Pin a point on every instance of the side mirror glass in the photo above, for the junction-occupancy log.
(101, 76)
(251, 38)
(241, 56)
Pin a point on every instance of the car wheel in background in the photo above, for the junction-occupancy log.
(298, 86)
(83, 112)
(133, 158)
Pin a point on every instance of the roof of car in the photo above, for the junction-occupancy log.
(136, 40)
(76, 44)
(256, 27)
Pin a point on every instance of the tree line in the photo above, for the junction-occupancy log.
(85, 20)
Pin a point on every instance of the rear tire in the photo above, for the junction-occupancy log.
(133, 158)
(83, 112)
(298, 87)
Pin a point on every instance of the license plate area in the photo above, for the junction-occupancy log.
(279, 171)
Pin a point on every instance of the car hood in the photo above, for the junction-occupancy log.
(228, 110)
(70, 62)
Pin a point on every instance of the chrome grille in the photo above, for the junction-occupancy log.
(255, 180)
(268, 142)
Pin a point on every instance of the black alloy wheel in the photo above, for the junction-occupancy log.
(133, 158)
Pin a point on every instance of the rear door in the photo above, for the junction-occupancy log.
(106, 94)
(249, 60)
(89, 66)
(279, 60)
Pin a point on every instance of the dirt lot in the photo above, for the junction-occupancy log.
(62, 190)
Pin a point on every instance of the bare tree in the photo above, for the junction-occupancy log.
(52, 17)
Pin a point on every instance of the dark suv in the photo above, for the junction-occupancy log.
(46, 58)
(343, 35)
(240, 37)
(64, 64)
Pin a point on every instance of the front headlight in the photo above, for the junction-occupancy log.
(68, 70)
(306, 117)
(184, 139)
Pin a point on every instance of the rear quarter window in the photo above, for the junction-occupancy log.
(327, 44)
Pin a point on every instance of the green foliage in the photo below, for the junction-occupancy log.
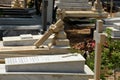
(110, 56)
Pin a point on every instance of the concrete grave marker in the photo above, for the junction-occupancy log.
(67, 63)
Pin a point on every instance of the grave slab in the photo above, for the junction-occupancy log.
(23, 40)
(72, 4)
(67, 63)
(44, 76)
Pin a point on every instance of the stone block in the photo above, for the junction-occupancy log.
(61, 35)
(18, 41)
(111, 20)
(67, 63)
(44, 76)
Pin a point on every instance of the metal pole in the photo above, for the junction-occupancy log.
(44, 15)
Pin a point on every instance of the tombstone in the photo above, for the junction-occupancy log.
(68, 63)
(24, 40)
(46, 67)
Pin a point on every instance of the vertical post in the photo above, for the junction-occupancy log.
(98, 49)
(44, 15)
(25, 3)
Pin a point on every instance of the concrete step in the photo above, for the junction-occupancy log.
(47, 63)
(18, 41)
(45, 76)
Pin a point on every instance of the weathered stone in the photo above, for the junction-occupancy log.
(45, 76)
(61, 35)
(17, 41)
(68, 63)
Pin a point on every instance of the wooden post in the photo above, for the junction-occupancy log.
(99, 38)
(53, 28)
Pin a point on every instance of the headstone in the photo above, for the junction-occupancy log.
(88, 74)
(24, 40)
(67, 63)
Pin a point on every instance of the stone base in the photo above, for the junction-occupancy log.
(65, 63)
(44, 76)
(24, 41)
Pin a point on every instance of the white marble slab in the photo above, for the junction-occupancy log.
(68, 63)
(44, 76)
(17, 41)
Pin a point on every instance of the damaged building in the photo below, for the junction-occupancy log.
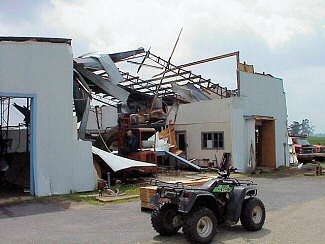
(77, 112)
(246, 125)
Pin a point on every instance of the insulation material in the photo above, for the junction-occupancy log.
(117, 163)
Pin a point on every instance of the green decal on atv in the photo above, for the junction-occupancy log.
(223, 188)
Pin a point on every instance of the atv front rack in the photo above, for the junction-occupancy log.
(167, 189)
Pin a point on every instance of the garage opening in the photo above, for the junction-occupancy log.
(15, 146)
(181, 142)
(265, 142)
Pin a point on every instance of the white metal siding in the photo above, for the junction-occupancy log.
(45, 71)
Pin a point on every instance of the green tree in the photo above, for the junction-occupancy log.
(304, 128)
####################
WHAT IS BEING ASKED |
Copy out all the data above, changing each "Pin a point" to "Place a dot" and keeping everything else the same. Leave the pictures out.

OUTPUT |
Place a dot on every instance of the side mirror glass in the photo above, for the junction-occupancy log.
(101, 76)
(251, 38)
(241, 56)
Place a dot on every instance of the car wheel in background in the photo above, for the junction-occupancy log.
(298, 86)
(83, 112)
(133, 158)
Place a dot on every instance of the roof of car in the photo above, for the junction-occupancy log.
(136, 40)
(76, 44)
(256, 27)
Place a dot on every instance of the tree line in the photo above, for the junction-occupancy log.
(85, 20)
Place a dot on every instance of the rear tire in the photo above, for the junction-occupancy log.
(133, 158)
(83, 112)
(298, 87)
Place a dot on every instance of the license plate area in the photo above, for the junction-occupancy log.
(279, 171)
Place a dot on every instance of the car hood in the photo above, for the junction-occupancy log.
(228, 110)
(70, 62)
Place a dot on every instance of the chrome grille in the photo above, for the junction-occupancy log.
(255, 180)
(268, 142)
Place a dot on every instance of the black alloy wheel in the photo above, for the junction-occupancy log.
(133, 158)
Place a dot on every instance of the rear door in the photo above, for the junction-occupancy log.
(106, 94)
(249, 60)
(89, 66)
(279, 60)
Place a dot on every instance of the dirt lot in the photo above, for the junction-occupancy log.
(62, 190)
Place a dot on every instance of the bare tree in the photo above, for the junction-occupancy log.
(52, 17)
Place a dot on every instance of the dark suv in the photo above, for the junction-occupancy log.
(46, 58)
(343, 35)
(240, 37)
(64, 64)
Place a dot on every instance of the front headlight in the photo above, for the junction-occupancy log.
(68, 70)
(306, 117)
(184, 139)
Place a dot on every instance of the rear quarter window in the photo above, for the junction-occupancy log.
(327, 44)
Place a dot on every instance of the green foliage in the photo below, for the junction-occupancy log.
(110, 56)
Place a dot on every instance of the concrete grave marker in the photo above, for the junction-occupancy log.
(67, 63)
Place a dot on every instance of the grave slab in the photo above, for the junction-occupancy log.
(23, 40)
(72, 4)
(67, 63)
(44, 76)
Place a dot on every instance of the stone block in the photo above, for the junction-occupancy log.
(61, 35)
(18, 41)
(111, 20)
(67, 63)
(44, 76)
Place a dot on every instance of the metal pole in the photo above, for the junction-occupancy log.
(44, 15)
Place a dot on every instance of the tombstone in the photo above, for the junction-occupancy log.
(68, 63)
(24, 40)
(46, 67)
Place a dot on every instance of the vertical post in the photo above, for the junction-occupancy log.
(98, 49)
(44, 15)
(25, 3)
Place a dot on every instance of the concrete step in the photo above, for the junction-occupancy log.
(47, 63)
(18, 41)
(45, 76)
Place a dot on every instance of the weathered stone in the photo above, for the junction-occupancy log.
(45, 76)
(61, 35)
(17, 41)
(68, 63)
Place a dot on every instance of the wooden post in the photo above, for the junction-occupancy log.
(99, 38)
(53, 28)
Place a dot on every instance of the headstone in the photo above, for the junction-occupancy log.
(88, 74)
(24, 40)
(67, 63)
Place a dot on every instance of the stone base in the photo above, for the junction-occupancy log.
(65, 63)
(44, 76)
(24, 41)
Place a dot on every instance of the white marble slab in the photo above, for the junction-occupancy log.
(68, 63)
(44, 76)
(17, 41)
Place a dot on every instance of the damaged building in the photo below, for the junction-occupancy log.
(77, 112)
(246, 125)
Place a dot on every instance of the insulation material in the photo above, for the junction-occupancy log.
(117, 163)
Place a dot on every instance of the green decal on atv in the photo above, for the junction-occupancy log.
(223, 188)
Place a dot on every instance of the atv front rack in the photo above, for the junction-occupancy log.
(167, 189)
Place a dot on every instance of the garage opening in the photo above, for the junction-occupancy log.
(15, 146)
(181, 142)
(265, 142)
Place a dot on every instance of the white metal siding in the photo above, for the junction-occupancy log.
(45, 71)
Place a dot on every instance of the green tree in the photo above, for the junction-occupancy log.
(304, 128)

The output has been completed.